What this task involves:
Which lines in the listing below contain "tight"? Copy each of them.

··· Dataset entries ···

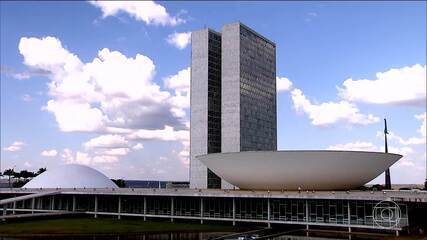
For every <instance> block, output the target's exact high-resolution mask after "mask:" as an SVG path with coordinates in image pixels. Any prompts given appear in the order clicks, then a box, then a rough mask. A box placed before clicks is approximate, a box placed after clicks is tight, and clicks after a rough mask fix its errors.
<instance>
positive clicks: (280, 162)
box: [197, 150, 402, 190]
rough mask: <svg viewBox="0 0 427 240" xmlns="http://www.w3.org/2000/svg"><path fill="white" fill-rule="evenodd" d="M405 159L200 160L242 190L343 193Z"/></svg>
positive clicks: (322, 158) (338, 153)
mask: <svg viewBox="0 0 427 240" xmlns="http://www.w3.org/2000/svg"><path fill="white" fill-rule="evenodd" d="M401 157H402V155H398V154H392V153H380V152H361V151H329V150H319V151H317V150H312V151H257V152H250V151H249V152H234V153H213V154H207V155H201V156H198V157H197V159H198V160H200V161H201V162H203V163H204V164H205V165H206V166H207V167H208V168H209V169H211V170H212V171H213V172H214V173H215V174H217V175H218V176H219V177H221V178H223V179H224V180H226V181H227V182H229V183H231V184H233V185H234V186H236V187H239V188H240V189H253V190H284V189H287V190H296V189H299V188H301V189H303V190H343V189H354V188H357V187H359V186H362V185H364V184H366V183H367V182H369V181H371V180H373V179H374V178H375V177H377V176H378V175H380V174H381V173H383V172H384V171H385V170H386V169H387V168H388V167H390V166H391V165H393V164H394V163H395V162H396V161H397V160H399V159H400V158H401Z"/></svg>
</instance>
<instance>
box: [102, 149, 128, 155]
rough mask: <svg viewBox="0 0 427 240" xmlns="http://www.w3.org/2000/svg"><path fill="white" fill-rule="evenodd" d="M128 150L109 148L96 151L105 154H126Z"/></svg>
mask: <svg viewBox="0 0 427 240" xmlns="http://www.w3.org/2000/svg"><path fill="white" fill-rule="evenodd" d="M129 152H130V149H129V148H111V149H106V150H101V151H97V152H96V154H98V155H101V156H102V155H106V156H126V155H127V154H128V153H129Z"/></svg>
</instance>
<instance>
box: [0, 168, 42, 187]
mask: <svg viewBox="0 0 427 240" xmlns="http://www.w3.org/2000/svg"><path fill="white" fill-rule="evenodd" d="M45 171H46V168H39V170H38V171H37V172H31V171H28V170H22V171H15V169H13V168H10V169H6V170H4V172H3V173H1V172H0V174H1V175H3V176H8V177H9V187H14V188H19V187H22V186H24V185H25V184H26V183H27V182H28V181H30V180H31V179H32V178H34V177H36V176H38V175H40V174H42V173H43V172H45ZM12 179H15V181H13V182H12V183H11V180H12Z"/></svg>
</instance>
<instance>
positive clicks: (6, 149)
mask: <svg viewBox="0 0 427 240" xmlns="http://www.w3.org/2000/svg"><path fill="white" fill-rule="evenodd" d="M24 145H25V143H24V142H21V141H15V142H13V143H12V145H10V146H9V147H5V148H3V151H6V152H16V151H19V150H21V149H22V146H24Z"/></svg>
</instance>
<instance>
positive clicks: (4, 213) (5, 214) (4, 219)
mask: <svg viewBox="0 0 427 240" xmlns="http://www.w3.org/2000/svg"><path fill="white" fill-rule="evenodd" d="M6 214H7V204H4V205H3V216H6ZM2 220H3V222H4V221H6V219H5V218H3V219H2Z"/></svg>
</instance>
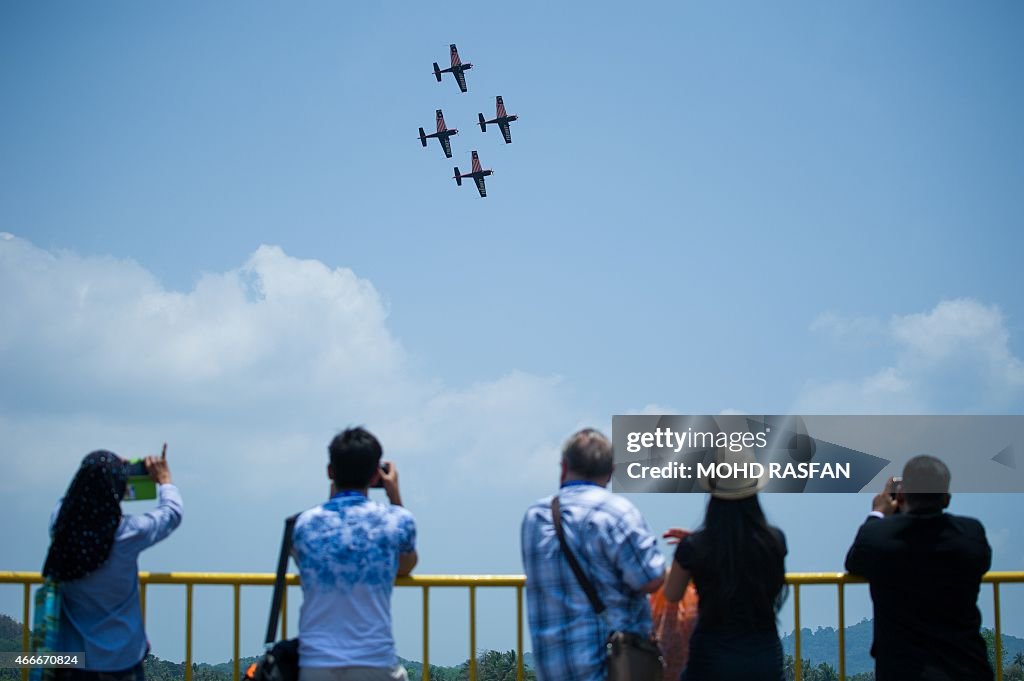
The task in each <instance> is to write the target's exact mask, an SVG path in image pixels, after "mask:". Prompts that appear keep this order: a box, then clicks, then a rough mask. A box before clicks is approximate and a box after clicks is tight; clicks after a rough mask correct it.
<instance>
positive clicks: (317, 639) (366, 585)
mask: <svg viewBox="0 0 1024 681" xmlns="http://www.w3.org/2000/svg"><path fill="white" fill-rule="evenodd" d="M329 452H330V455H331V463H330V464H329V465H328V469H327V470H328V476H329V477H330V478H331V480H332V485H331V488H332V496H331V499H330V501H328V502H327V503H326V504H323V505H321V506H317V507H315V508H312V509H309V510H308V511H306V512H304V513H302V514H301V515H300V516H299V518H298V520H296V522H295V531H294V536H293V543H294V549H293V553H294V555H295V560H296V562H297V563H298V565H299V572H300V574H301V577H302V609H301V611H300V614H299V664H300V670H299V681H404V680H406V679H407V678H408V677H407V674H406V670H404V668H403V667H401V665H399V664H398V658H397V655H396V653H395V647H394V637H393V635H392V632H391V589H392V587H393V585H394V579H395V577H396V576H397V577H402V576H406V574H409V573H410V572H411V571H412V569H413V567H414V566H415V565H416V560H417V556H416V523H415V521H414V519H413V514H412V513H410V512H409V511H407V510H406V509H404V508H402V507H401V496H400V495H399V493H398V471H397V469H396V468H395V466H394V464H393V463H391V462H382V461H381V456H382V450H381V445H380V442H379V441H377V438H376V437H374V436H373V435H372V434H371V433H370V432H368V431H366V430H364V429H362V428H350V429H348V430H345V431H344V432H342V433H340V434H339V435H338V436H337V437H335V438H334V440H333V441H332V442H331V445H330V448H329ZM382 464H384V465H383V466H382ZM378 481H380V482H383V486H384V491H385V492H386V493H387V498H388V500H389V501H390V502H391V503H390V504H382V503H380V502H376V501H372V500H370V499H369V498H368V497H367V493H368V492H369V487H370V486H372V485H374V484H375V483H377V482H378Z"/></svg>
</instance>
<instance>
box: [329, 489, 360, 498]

···
··· Dataset entries ···

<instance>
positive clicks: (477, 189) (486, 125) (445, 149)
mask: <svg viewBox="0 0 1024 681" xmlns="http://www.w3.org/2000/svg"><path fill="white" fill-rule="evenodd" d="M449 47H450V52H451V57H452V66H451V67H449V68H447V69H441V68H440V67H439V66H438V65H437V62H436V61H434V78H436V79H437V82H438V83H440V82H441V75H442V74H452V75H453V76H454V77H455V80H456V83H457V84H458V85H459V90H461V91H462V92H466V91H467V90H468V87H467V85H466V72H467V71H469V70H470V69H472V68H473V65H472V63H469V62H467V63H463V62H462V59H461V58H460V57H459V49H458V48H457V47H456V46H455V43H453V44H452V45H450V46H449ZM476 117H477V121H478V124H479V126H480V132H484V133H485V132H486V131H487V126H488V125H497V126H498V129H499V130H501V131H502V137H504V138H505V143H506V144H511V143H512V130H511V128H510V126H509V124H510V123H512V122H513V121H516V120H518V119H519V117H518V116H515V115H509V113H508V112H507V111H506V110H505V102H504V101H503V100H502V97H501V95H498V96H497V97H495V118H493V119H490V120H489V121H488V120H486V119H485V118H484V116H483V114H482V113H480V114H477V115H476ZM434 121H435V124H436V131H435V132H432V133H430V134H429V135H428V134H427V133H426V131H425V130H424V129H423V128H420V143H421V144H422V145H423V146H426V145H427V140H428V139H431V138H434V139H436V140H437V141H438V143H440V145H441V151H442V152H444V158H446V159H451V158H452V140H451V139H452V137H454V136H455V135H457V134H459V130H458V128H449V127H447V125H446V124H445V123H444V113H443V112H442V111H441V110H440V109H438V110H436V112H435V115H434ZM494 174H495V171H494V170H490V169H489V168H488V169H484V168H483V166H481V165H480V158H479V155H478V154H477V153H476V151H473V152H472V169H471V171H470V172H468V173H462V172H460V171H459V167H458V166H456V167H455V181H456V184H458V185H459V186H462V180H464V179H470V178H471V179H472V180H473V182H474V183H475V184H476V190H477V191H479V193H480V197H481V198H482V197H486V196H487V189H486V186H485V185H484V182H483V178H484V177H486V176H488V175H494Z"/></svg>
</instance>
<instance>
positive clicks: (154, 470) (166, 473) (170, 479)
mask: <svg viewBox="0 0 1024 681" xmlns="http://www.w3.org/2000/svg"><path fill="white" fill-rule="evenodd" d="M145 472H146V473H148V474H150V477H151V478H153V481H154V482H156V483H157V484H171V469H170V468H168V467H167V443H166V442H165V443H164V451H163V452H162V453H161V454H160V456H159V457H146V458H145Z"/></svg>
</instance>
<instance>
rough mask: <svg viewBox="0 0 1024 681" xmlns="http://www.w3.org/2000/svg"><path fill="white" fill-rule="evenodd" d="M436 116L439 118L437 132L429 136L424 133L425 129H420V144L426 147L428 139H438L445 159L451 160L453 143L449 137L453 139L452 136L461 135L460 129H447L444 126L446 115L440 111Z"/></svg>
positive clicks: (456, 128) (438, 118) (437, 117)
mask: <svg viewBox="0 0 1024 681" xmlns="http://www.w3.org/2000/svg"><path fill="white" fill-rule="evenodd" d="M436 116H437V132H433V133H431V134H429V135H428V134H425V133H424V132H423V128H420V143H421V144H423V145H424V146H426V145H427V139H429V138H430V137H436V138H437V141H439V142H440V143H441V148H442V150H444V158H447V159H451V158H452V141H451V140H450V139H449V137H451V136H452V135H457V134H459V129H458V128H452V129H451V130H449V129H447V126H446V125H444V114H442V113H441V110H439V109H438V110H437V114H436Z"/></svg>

···

Completed exercise:
For every <instance> block, output the target's exact high-resolution mask after "mask:" as an SVG path with coordinates in image pixels. Any prompts given appear in the order clicks, then a box, then a rough mask. A box placed before clicks is approximate, a box placed after clicks is tight, and clicks after a rough mask fix its errors.
The task in each <instance> is to write the target's exact mask, an SVG path in image pixels, after "mask:". Prompts that appear keep this order: a box, then clicks, then a rough mask. A box before clicks is approximate and a box after clicks is tight; clicks after a rough mask correct it.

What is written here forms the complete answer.